Goals >>
1 > Repeat everything in the passage on Greene and the Trolley problem from "It just so happens" down to "been shut off.".
2 > State how many lines in the records contain the string "tire", giving only the number.

Extract provided >>
▬▬▬
The problem, as Greene sees it, is that we are using our automatic moral decision making faculties to make the “don’t push call.” The evidence for this can be found in the fact that those who have their ability to make automatic moral decisions compromised end up making the “right” moral decision to sacrifice one life in order to save five.

People who have compromised automatic decision making processes might be persons with damage to their ventromedial prefrontal cortex, persons such as Phineas Gauge whose case was made famous by the neuroscientist, Antonio Damasio in his book Descartes’ Error. Gauge was a 19th century miner who after suffering an accident that damaged part of his brain became emotionally unstable and unable to make good decisions. Damasio used his case and more modern ones to show just how important emotion was to our ability to reason.

It just so happens that persons suffering from Gauge style injuries also decide the Trolley problem in favor of saving five persons rather than refusing to push one to their death. Persons with brain damage aren’t the only ones who decide the Trolley problem in this way- autistic individuals and psychopaths do so as well.

Greene makes some leaps from this difference in how people respond to the Trolley problem, proposing that we have not one but two systems of moral decision making which he compares to the automatic and manual settings on a camera. The automatic mode is visceral, fast and instinctive whereas the manual mode is reasoned, deliberative and slow. Greene thinks that those who are able to decide in the Trolley problem to push the man onto the tracks to save five people are accessing their manual mode because their automatic settings have been shut off.
▬▬▬
Excerpted data >>
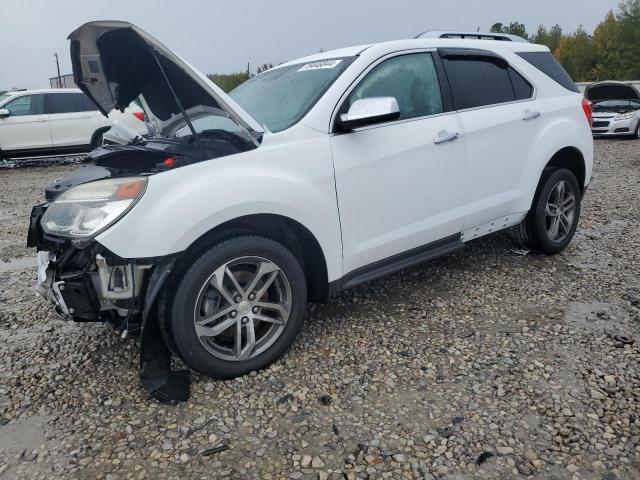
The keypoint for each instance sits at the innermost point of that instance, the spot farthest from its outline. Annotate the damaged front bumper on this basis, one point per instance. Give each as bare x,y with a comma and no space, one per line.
88,283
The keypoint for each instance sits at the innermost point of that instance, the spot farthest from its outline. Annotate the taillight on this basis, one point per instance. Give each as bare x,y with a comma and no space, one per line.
587,106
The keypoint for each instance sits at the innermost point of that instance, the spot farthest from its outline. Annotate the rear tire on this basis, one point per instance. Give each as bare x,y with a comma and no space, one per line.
552,221
248,288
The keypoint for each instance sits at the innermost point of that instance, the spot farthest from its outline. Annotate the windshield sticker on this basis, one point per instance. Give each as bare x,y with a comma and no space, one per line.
319,65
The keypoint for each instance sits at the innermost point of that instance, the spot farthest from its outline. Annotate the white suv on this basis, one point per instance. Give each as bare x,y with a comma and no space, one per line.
38,122
313,177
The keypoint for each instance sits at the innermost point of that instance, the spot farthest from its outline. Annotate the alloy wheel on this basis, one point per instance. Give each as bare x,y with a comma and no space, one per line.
242,308
560,211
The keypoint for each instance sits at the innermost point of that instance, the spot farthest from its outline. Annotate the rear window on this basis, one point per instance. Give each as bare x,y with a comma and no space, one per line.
70,103
547,64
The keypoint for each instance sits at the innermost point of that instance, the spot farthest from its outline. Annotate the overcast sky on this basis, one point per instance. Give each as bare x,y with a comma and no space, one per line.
221,37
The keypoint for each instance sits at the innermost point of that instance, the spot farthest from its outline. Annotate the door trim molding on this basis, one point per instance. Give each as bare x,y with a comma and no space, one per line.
396,262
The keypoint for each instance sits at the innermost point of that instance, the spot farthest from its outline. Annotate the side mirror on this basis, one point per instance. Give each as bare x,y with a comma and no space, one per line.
369,111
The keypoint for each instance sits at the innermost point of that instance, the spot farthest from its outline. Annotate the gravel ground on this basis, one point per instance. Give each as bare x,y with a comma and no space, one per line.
484,364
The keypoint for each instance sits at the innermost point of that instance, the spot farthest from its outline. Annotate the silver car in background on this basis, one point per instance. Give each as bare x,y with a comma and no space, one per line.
616,109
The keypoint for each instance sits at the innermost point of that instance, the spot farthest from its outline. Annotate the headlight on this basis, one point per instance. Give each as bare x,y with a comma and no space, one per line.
625,116
88,209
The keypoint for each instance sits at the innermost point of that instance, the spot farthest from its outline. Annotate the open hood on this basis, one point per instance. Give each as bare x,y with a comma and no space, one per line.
115,62
611,91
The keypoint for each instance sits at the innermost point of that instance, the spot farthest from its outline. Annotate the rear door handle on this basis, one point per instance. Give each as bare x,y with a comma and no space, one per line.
445,136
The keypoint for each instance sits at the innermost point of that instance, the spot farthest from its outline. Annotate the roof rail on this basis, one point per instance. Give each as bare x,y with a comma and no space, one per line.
505,37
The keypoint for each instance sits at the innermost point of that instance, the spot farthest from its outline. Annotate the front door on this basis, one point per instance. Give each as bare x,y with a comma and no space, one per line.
27,126
400,184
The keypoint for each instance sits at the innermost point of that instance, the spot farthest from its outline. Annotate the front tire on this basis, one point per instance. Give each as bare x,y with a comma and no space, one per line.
552,221
238,308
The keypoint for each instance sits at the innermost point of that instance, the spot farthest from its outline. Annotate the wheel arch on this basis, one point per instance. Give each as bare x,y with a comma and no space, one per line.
570,158
284,230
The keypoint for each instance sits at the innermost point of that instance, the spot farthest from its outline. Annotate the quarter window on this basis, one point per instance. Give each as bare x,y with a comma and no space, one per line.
521,88
26,105
70,103
413,81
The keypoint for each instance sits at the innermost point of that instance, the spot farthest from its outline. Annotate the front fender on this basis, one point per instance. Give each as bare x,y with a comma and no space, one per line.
291,178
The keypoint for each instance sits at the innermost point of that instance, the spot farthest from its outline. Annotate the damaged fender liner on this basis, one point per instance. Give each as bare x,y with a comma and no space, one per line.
73,261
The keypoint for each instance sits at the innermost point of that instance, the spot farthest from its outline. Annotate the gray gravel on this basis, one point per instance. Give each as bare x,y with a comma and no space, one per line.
▬▬▬
Answers provided >>
1 >
It just so happens that persons suffering from Gauge style injuries also decide the Trolley problem in favor of saving five persons rather than refusing to push one to their death. Persons with brain damage aren’t the only ones who decide the Trolley problem in this way- autistic individuals and psychopaths do so as well.

Greene makes some leaps from this difference in how people respond to the Trolley problem, proposing that we have not one but two systems of moral decision making which he compares to the automatic and manual settings on a camera. The automatic mode is visceral, fast and instinctive whereas the manual mode is reasoned, deliberative and slow. Greene thinks that those who are able to decide in the Trolley problem to push the man onto the tracks to save five people are accessing their manual mode because their automatic settings have been shut off.

2 > 2